** TASK ITEM **
The response has to reproduce all entries exactly while excluding their pictures.

** DATA **
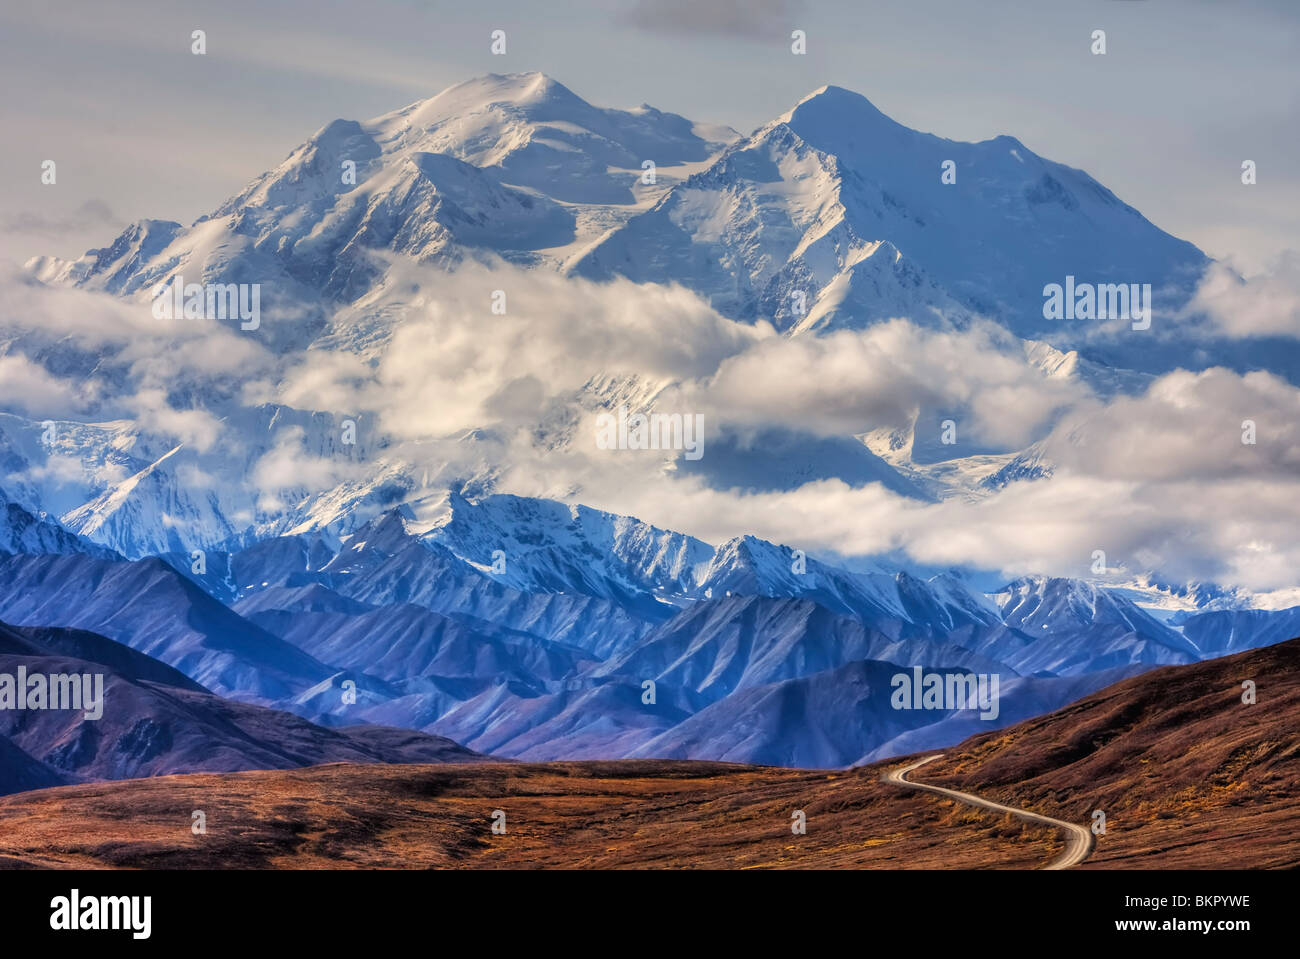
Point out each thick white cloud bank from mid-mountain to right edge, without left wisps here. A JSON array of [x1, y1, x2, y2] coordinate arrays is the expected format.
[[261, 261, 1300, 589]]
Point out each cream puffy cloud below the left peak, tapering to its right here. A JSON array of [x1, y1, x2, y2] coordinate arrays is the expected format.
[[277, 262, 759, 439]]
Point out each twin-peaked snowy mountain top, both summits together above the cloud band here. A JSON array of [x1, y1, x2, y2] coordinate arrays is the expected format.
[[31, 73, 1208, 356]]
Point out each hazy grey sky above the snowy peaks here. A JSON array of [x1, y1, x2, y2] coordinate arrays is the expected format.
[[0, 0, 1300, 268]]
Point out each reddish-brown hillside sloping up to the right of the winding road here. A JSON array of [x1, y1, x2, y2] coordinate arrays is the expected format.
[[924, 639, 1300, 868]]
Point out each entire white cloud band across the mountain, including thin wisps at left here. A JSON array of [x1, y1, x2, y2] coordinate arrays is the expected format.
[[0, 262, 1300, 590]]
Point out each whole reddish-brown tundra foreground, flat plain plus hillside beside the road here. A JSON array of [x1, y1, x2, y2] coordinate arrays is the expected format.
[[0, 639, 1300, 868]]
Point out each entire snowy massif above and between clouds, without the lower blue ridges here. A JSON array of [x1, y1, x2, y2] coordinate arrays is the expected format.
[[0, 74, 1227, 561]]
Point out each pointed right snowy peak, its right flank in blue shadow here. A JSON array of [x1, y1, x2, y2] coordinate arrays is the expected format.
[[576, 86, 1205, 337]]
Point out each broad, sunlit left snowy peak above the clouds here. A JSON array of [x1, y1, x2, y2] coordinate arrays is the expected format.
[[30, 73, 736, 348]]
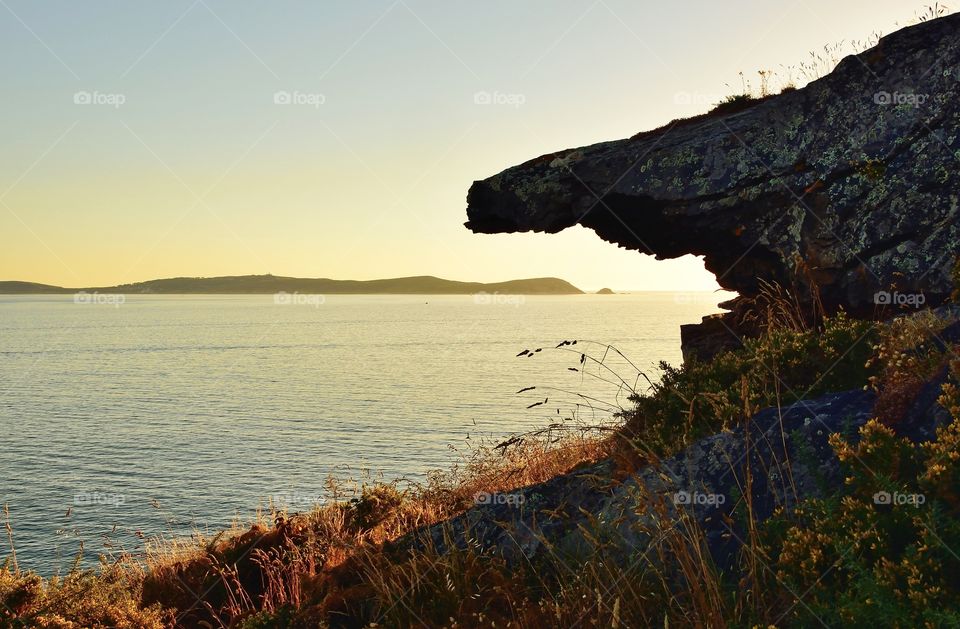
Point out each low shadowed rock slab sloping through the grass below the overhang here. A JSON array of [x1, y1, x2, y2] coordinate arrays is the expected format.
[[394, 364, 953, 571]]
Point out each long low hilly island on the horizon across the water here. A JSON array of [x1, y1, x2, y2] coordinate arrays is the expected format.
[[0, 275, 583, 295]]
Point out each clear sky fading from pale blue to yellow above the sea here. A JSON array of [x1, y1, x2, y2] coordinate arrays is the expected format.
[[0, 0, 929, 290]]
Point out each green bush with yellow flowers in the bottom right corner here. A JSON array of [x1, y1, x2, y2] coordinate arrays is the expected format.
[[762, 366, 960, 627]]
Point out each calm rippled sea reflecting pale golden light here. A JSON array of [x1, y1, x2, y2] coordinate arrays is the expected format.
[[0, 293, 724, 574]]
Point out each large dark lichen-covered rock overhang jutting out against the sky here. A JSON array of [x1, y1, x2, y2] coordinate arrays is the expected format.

** SOLUTION TO THE EXERCISE **
Point out each thick white cloud bank from mid-mountain to right edge, without left wisps here. A JSON array of [x1, y1, x2, y2] coordinate arrays is the expected format.
[[261, 261, 1300, 589]]
Point out each cream puffy cloud below the left peak, tapering to its right here. A JSON array of [x1, y1, x2, y2] coordinate arrays is the expected format.
[[277, 262, 759, 439]]
Point out each twin-peaked snowy mountain top, both summits together above the cloud band here. A JSON array of [x1, y1, x2, y2] coordinate arrays is the expected format.
[[31, 73, 1208, 356]]
Point out each hazy grey sky above the snowy peaks here. A JSON array of [x1, y1, x2, y2] coordinate arrays is the expected format.
[[0, 0, 1300, 268]]
Point out each reddish-brown hillside sloping up to the right of the winding road here. A JSON array of [x1, y1, x2, y2] coordinate arrays is the expected format.
[[924, 639, 1300, 868]]
Point out each entire white cloud band across the mountain, including thin wisps at left here. A JSON array of [x1, y1, x2, y2] coordinate arrays is the expected format.
[[0, 262, 1300, 590]]
Point out each whole reddish-brown tundra foreground, flat plain plus hillside beside the road here. A JSON array of [x1, y1, x2, y2] coordinate arrays is the expected format.
[[0, 639, 1300, 868]]
Point out each entire snowy massif above and between clouds, without the lower blue ridges here. A JSON array of [x1, y1, x2, y2] coordinate arrays is the expected format.
[[0, 74, 1227, 561]]
Point out each pointed right snowy peak, its right flank in blue shadow here. A JSON array of [x1, y1, x2, y2] coordinate arrays is the expected format.
[[576, 86, 1205, 337]]
Point out each broad, sunlit left snowy peak above the clouds here. A JSON array of [x1, y1, x2, y2] coordinate arrays is the expected format.
[[30, 73, 736, 348]]
Point out each low shadowed rock slab sloping through the grass below the overhang here. A JSON array of [x1, y1, x2, y2] coordinate arrays is the expected format.
[[394, 364, 953, 571]]
Point out each long low hilly island on the horizon across the water here. A JSON array of [x1, y1, x2, y2] coordinate arrays is the expected format.
[[0, 275, 583, 295]]
Point out each clear sky fading from pale blue to yellow above the sea here. A JSON array of [x1, y1, x2, y2] coordinate arrays is the expected format.
[[0, 0, 929, 290]]
Point out each green bush with yellow flowers in the bottom right corner here. A JSON array of [x1, y1, x2, y2] coordinate arrays is the expected format.
[[762, 366, 960, 627]]
Point out each calm rippled sea reflecting pale golden light here. A JSON array of [x1, y1, x2, y2] coordinate arrays is the expected format.
[[0, 293, 724, 574]]
Point out each large dark lichen-covered rock overhang jutting out against the sky here. A JSON array of [x1, y1, x2, y2] coordinate arrays is the expected format.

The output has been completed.